◆ **AIM OF THE EXERCISE**
Collect every line below that contains the word "Category", and copy each one in full.

Position identification records
########

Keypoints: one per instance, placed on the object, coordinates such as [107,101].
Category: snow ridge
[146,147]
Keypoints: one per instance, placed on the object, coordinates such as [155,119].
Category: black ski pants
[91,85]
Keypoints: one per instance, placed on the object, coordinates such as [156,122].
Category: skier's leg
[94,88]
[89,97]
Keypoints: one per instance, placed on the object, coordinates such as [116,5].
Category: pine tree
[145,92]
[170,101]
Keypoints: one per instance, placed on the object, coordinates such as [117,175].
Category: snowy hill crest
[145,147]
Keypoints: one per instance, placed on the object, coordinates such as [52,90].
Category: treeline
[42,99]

########

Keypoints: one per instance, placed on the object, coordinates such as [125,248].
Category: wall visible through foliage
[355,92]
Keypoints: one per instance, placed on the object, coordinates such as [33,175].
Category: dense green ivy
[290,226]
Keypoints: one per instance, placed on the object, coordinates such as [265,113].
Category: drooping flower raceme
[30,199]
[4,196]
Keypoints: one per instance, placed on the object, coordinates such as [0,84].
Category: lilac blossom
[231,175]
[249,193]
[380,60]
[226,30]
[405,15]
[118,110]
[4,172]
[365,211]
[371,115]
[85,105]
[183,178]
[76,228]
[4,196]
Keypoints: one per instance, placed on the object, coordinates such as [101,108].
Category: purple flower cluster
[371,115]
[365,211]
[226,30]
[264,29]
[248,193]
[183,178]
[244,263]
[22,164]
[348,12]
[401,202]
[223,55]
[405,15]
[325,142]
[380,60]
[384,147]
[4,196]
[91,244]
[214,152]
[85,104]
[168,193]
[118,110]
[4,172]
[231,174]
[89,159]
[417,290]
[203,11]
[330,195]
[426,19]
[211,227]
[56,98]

########

◆ **SOLVED EXERCISE**
Category: snow ridge
Category: black ski pants
Category: skier's leg
Category: pine tree
Category: snowy hill crest
Category: treeline
Category: wall visible through foliage
Category: dense green ivy
Category: drooping flower raceme
Category: lilac blossom
Category: purple flower cluster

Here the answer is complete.